What you need to do:
A. Repeat the portion of the blog excerpt starting at "44. You have" and ending at "going to a pub.".
B. In the blog excerpt, what does breaking the law mean according to the item that begins "Breaking the law"?

Selected extract:
+ + + +

33. You don't spend Wednesday afternoons in the pub.
34. You always know where you are when you wake up.
35. You no longer take naps from noon to 6 p.m.
36. A fire in the kitchen is not a laugh.
37. You go to the chemist for Panadol and antacids, not condoms and pregnancy test kits.
38. A £3 bottle of wine is no longer 'pretty good stuff'.
39. You can remember the name of the person you wake up next to.
40. Your fantasies of having sex with three women with lesbian tendencies are replaced by fantasies of having sex with anyone.
41. You don't have mice living in your kitchen.
42. Grocery lists are longer than pot noodles & cans of lager.
43. You don't go to Liquor Save to buy Vodka.
44. You have vacuumed.
45. Breaking the law means doing 40 in a 30 zone.
46. 'I just can't drink the way I used to' replaces 'I'm never going to drink that much again'.
47. Over 90% of the time you spend in front of a computer is for real work.
48. You don't experiment with banned substances.
49. You don't get drunk at home, to save money, before going to a pub.

23.5.04

I played cricket. I made one not out (of 369 runs) and I took a catch (and have the bruisers to prove it!

19.5.04

Dundee really is the sunniest city in Scotland. I am no a much darker shade of milk bottle than I usually am.

Much of the last five days has been spent doing very little apart from reading HP 3 and 4 and eating. Although a pleasent evening was spent in the pub talking cricket and getting over excited when the lovely Mr Wallace walked into the pub (who managed to spill beer all down my new purple tshirt which had a lovely stain in the boob area the next day.

This afternoon it is University of Dundee vs Abertay... and I am playing :-)

13.5.04

Hey All
Blogger has changed I is confused.

Yesterday afternoon should have been spent revising for the exam I have this afternoon but it wasnt. It was spent getting sunburnt yet again while watching DUCC batter the snobs of St Andrews.

This afternoon is my last exam and so this evening I am going to be going to the Union with me mates to drink and dance.

+ + + +

Data extracts:

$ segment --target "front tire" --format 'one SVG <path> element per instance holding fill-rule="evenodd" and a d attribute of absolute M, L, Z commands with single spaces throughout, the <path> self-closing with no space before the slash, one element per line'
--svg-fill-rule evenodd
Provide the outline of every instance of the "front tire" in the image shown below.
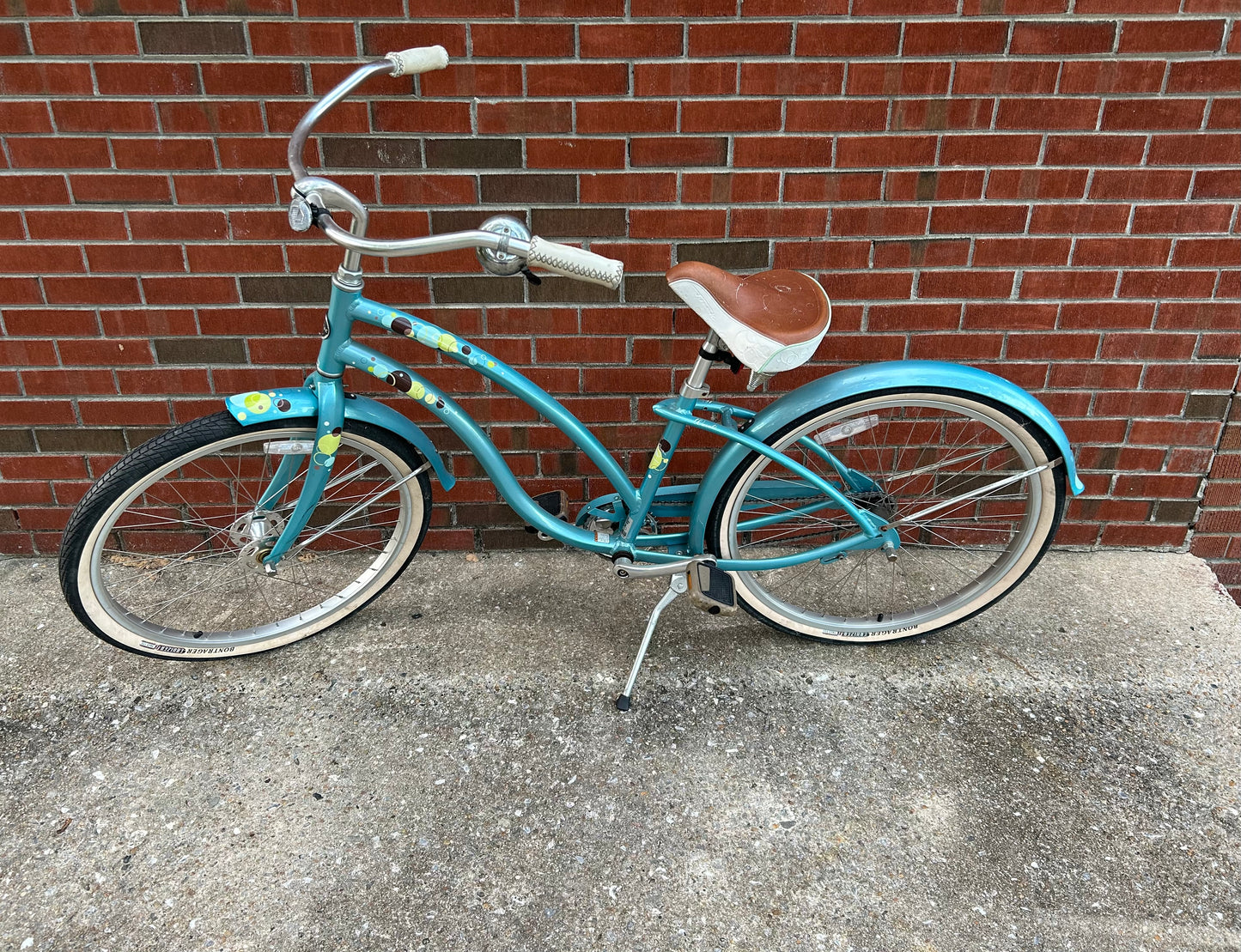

+ + + +

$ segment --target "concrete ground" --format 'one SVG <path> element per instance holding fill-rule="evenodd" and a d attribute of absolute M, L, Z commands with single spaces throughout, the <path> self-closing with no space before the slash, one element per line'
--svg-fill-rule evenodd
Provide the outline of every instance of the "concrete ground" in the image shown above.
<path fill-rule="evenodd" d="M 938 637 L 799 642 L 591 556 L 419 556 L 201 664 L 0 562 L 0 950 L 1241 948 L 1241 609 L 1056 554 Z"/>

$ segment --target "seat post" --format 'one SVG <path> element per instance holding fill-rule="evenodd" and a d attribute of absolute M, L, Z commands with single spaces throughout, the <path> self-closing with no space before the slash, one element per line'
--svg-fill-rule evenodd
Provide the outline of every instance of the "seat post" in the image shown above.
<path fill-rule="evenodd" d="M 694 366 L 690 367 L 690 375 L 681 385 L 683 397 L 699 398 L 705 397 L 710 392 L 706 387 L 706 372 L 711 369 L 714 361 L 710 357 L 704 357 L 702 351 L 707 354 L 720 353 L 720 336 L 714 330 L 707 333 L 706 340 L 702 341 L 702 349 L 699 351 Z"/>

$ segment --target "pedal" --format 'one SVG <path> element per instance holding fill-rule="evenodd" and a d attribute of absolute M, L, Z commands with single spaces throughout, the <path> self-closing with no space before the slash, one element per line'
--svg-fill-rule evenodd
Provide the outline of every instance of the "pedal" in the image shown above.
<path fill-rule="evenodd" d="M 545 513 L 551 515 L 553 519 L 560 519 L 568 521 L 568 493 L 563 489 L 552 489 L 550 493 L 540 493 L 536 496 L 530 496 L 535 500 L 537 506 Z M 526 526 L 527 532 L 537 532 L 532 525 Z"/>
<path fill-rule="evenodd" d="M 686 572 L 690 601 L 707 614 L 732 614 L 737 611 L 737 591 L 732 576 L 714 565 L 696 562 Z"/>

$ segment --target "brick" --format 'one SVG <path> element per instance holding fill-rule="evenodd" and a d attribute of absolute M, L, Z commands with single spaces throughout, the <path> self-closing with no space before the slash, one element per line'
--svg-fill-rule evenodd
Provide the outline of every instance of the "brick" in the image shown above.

+ + + +

Your responses:
A.
44. You have vacuumed.
45. Breaking the law means doing 40 in a 30 zone.
46. 'I just can't drink the way I used to' replaces 'I'm never going to drink that much again'.
47. Over 90% of the time you spend in front of a computer is for real work.
48. You don't experiment with banned substances.
49. You don't get drunk at home, to save money, before going to a pub.

B. Doing 40 in a 30 zone.